** start Dataset extract **

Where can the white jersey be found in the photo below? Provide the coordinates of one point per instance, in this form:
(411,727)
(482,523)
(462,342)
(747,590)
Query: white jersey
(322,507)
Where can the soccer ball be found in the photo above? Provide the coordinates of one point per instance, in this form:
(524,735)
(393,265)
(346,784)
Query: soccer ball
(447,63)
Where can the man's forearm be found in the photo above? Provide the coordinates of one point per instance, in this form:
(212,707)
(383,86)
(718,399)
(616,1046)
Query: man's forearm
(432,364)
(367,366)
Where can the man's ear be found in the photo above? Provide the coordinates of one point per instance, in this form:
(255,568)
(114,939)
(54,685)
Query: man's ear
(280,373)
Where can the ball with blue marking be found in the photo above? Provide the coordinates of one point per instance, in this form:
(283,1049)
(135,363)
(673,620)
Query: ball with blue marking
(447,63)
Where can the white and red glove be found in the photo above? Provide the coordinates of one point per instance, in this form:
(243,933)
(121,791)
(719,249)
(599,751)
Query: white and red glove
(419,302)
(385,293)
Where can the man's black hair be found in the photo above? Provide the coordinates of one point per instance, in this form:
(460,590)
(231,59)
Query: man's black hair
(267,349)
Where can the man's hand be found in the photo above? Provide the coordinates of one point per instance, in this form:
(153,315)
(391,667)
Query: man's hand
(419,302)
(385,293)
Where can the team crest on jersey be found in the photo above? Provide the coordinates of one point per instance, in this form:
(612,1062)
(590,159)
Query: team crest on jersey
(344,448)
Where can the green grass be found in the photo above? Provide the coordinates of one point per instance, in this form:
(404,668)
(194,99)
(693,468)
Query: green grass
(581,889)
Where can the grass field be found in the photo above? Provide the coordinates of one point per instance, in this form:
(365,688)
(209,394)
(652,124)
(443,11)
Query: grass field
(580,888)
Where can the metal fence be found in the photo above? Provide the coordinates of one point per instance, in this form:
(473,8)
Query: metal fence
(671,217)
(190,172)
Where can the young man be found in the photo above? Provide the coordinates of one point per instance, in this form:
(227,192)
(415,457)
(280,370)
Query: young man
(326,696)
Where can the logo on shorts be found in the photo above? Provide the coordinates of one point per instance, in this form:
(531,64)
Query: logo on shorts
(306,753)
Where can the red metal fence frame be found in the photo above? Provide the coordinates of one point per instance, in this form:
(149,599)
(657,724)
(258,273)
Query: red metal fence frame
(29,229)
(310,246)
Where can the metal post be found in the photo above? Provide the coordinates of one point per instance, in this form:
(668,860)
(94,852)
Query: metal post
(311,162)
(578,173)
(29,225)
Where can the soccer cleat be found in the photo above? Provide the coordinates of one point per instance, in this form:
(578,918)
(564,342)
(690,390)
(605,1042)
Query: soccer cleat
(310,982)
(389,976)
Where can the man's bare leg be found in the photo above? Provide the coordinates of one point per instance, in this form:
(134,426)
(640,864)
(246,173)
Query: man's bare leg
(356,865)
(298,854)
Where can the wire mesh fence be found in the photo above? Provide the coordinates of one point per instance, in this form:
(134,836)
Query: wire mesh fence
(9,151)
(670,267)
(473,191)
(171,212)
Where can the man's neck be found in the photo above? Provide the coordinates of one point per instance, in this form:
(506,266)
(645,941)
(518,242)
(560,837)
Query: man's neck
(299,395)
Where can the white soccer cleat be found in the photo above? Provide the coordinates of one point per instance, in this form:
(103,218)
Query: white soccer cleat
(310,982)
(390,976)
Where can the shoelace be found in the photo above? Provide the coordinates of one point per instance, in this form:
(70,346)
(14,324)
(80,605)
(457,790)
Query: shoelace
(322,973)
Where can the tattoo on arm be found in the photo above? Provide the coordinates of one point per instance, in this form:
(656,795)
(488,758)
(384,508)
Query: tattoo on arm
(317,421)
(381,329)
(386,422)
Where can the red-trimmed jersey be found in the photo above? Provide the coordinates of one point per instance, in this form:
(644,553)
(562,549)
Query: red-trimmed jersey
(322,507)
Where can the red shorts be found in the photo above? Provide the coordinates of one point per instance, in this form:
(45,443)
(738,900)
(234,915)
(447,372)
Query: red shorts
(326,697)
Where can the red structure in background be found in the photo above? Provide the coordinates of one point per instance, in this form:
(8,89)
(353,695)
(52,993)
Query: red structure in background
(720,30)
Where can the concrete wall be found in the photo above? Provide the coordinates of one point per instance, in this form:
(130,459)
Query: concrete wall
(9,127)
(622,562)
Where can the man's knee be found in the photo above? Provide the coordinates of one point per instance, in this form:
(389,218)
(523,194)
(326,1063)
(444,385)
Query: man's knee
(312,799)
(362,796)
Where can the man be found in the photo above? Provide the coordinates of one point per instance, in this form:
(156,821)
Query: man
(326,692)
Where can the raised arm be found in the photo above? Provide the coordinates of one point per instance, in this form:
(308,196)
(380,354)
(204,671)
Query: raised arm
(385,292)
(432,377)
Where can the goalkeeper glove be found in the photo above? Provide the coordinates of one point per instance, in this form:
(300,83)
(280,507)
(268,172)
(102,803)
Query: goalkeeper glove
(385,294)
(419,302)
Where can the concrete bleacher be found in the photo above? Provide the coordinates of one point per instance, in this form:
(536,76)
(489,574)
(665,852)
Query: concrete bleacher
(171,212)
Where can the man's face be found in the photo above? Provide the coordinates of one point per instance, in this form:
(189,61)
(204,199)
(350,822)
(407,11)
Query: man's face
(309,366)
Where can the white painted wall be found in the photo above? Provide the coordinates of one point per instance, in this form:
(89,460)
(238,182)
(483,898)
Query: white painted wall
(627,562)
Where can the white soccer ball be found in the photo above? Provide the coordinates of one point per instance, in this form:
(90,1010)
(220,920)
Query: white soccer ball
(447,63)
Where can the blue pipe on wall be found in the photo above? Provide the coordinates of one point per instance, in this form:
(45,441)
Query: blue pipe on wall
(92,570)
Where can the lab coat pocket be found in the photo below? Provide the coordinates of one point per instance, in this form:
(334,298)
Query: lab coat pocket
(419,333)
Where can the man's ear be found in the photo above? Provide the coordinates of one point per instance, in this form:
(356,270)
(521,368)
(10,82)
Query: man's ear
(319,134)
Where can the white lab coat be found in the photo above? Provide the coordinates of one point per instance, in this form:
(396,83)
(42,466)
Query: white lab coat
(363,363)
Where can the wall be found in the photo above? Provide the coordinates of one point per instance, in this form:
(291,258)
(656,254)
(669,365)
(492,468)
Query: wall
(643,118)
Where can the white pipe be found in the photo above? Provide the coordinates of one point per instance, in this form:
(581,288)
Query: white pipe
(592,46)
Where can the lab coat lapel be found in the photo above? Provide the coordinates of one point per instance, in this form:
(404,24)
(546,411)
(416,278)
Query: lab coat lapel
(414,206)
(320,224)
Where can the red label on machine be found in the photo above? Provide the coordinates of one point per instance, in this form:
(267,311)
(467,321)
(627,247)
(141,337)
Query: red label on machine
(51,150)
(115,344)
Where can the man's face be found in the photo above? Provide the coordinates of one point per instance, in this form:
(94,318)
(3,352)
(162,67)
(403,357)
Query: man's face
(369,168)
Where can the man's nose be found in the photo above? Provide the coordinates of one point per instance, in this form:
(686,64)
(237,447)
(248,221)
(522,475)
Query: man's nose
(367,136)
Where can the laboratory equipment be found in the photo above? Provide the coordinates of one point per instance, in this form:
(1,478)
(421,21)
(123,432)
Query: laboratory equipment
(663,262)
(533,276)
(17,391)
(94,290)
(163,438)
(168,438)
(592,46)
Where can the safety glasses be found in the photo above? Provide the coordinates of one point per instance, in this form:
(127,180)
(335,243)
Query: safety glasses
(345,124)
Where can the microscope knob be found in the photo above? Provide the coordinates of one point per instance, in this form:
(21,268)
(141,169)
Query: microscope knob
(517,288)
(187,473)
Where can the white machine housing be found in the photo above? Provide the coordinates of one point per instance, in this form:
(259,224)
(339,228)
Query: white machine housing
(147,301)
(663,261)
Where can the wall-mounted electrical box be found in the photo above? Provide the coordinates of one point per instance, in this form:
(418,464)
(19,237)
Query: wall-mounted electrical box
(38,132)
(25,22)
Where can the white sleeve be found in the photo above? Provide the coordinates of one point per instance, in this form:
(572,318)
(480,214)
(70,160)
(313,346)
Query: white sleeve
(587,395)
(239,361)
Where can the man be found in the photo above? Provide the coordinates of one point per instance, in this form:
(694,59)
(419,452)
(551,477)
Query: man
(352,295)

** end Dataset extract **

* Objective: What needs duplicating is the run of lines from the one containing "Where can the white machine" through the last line of the entries above, exact and complete.

* Output below:
Where can the white machine housing be found in the photo above? Provide the coordinates of one point per instance, in this form:
(259,224)
(339,228)
Query: white machine housing
(147,301)
(663,261)
Where can the wall-mounted electrical box be found in the photo above? Provide the coordinates of one point per instance, in this form:
(418,464)
(19,237)
Query: wall-mounted electrical box
(38,132)
(25,22)
Where can the white sleeve be found in the photo above? Provide the coordinates of one point per instance, in this form:
(572,318)
(480,214)
(70,160)
(313,346)
Query: white sleeve
(587,395)
(239,361)
Where can the man be found in the photo above? Provide the coordinates of one point per instance, in this form:
(694,59)
(419,452)
(551,477)
Query: man
(352,295)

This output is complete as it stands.